Dataset entries
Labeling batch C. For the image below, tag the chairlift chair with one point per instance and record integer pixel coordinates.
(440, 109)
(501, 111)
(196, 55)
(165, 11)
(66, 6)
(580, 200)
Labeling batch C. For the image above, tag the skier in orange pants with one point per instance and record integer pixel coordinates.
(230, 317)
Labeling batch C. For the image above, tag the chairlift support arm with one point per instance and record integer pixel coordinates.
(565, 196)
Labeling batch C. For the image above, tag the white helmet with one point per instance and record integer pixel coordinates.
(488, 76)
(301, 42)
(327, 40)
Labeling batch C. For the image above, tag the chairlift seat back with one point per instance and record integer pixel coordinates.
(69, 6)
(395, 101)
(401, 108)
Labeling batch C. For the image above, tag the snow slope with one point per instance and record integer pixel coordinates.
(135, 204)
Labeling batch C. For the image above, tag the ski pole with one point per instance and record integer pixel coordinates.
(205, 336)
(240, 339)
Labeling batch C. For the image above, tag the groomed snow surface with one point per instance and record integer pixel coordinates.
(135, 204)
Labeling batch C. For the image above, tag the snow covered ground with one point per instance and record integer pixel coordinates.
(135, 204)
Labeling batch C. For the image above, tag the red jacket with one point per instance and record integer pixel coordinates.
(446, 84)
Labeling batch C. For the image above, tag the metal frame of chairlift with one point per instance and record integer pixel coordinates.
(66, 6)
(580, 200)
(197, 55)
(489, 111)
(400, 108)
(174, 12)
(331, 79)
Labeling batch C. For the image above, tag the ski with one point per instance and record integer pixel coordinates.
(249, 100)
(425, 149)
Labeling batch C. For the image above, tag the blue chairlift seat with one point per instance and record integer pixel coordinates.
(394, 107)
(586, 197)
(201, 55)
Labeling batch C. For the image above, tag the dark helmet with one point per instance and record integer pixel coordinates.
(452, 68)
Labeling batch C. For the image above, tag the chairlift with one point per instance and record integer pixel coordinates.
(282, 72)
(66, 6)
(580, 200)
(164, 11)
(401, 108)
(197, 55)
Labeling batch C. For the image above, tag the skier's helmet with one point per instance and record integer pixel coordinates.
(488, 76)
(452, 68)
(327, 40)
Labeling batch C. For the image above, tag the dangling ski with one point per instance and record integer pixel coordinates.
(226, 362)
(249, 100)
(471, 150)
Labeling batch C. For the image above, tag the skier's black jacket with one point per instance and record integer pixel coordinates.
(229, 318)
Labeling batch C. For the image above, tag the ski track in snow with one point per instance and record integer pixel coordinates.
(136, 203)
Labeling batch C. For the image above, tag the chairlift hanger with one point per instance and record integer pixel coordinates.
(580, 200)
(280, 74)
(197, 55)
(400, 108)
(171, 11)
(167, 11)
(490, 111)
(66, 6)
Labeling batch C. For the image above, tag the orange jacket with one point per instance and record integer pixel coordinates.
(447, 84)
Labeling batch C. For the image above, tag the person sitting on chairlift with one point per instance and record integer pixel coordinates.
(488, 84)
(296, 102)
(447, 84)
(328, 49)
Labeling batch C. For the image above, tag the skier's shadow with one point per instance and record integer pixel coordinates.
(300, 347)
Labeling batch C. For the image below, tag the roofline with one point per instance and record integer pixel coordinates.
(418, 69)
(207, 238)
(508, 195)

▸ Instructions for the task:
Where the line containing "Labeling batch C. For the image above, tag the chairlift with" appears, start copying, and go on exactly through the last line of the data.

▸ Solution for this problem:
Labeling batch C. For the image above, tag the chairlift with one point per instance and record integer pixel coordinates.
(282, 72)
(66, 6)
(580, 200)
(164, 11)
(401, 108)
(197, 55)
Labeling batch C. For the image above, tag the skier's helmet with one point per instance and record integer pixel coordinates.
(488, 76)
(452, 68)
(327, 40)
Labeling batch C. For the image above, tag the dangling ski with one point per instance and record integer pixel coordinates.
(226, 362)
(249, 100)
(471, 150)
Labeling batch C. For the image above, tag the skier's black jacket with one point per instance and record integer pixel coordinates.
(229, 318)
Labeling batch C. For the image above, tag the ski track in snow with one point per instance and record integer pixel coordinates.
(136, 203)
Labeling batch C. For the image above, tag the chairlift hanger with one point per instance and record integer pixel coordinates.
(580, 200)
(280, 74)
(197, 55)
(400, 108)
(171, 11)
(167, 11)
(490, 111)
(66, 6)
Labeling batch C. For the image above, tag the orange jacket with one point per instance and record integer pixel coordinates.
(447, 84)
Labeling batch C. For the image above, tag the person sitting on chairlift with one point per instance and record integer pixel coordinates.
(488, 84)
(296, 102)
(447, 84)
(328, 49)
Labeling batch C. For the image above, tag the skier's shadow with one point per instance and record integer pixel coordinates.
(300, 347)
Labeling batch C. For the image below, tag the roofline with one point per instance and record integer pixel coordinates.
(418, 69)
(207, 238)
(508, 195)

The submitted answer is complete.